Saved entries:
■ ■ ■ ■ ■
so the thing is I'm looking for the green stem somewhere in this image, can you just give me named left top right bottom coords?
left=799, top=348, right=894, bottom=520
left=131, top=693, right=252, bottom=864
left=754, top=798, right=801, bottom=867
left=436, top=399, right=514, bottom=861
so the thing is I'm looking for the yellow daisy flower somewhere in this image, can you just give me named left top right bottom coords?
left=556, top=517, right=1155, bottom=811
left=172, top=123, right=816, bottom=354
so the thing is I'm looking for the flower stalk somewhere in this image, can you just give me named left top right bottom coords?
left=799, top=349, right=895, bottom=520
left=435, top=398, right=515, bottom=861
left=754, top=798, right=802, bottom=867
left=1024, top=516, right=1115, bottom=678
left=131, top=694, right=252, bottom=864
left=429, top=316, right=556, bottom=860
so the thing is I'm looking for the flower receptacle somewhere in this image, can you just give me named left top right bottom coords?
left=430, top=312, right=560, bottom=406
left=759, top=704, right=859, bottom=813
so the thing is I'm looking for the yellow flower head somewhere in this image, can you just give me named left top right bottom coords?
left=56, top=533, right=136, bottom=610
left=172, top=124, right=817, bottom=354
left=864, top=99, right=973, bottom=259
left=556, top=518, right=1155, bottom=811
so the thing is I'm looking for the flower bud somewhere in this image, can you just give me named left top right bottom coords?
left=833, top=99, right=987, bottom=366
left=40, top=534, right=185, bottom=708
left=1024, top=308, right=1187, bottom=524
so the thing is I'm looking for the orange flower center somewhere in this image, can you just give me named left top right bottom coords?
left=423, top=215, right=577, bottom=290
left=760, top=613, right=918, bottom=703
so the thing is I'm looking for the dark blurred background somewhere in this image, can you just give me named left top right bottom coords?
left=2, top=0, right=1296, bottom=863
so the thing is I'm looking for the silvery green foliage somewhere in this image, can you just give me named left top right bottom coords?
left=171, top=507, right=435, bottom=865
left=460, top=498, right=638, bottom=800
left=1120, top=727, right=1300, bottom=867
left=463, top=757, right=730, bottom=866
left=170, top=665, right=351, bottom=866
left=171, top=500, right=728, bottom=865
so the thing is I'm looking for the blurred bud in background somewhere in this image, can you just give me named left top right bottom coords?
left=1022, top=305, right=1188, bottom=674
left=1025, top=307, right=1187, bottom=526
■ ■ ■ ■ ■
Exercise instructions: Repeat each line above exactly as it stands.

Answer to this task:
so the thing is I'm looking for the green stem somewhere in this image, can you just give me named left top right bottom coords?
left=799, top=348, right=894, bottom=520
left=131, top=693, right=252, bottom=864
left=754, top=798, right=801, bottom=867
left=436, top=399, right=514, bottom=861
so the thing is I'm looking for the yellow daisy flower somewhere in this image, can you just give me named left top right bottom coords?
left=556, top=517, right=1155, bottom=811
left=172, top=123, right=816, bottom=354
so the thing is I'm looking for the flower stalk somewhere in this image, can you just give me named left top right bottom coords?
left=799, top=349, right=895, bottom=520
left=435, top=398, right=515, bottom=861
left=754, top=798, right=802, bottom=867
left=1024, top=516, right=1115, bottom=678
left=131, top=694, right=252, bottom=864
left=429, top=316, right=556, bottom=860
so the thing is I'm looking for the flower receptacle somewhere in this image, can you just give me named left top right bottom coords?
left=430, top=312, right=560, bottom=406
left=759, top=704, right=859, bottom=813
so the thing is I'm looking for the yellow flower head somewhere in this image, can you just give me named left top right bottom coords?
left=56, top=533, right=136, bottom=610
left=172, top=124, right=817, bottom=354
left=864, top=99, right=973, bottom=259
left=556, top=518, right=1155, bottom=811
so the thing is I'm looking for the flower bud somewhere in this image, can you just give me named left top right bottom coords?
left=833, top=99, right=987, bottom=366
left=40, top=534, right=185, bottom=708
left=1024, top=308, right=1187, bottom=524
so the thing is I'm looking for the orange flower center somewhere in this image, can you just give me named left top right bottom coords?
left=423, top=215, right=577, bottom=290
left=760, top=613, right=918, bottom=703
so the thing is I'm looking for the dark blurred background somewhere in this image, can you just give me named left top right bottom coords?
left=2, top=0, right=1296, bottom=863
so the thing is I'm looking for the silvery green foliage somewhere in this image, can you just give me named left top right bottom coords?
left=171, top=507, right=435, bottom=865
left=460, top=498, right=638, bottom=800
left=1120, top=727, right=1300, bottom=867
left=463, top=757, right=730, bottom=866
left=170, top=665, right=351, bottom=866
left=171, top=500, right=728, bottom=865
so the thing is I'm looking for the blurred bud in background somewhere in this image, can you just give me named left top right bottom coords?
left=1022, top=305, right=1188, bottom=674
left=1025, top=307, right=1187, bottom=526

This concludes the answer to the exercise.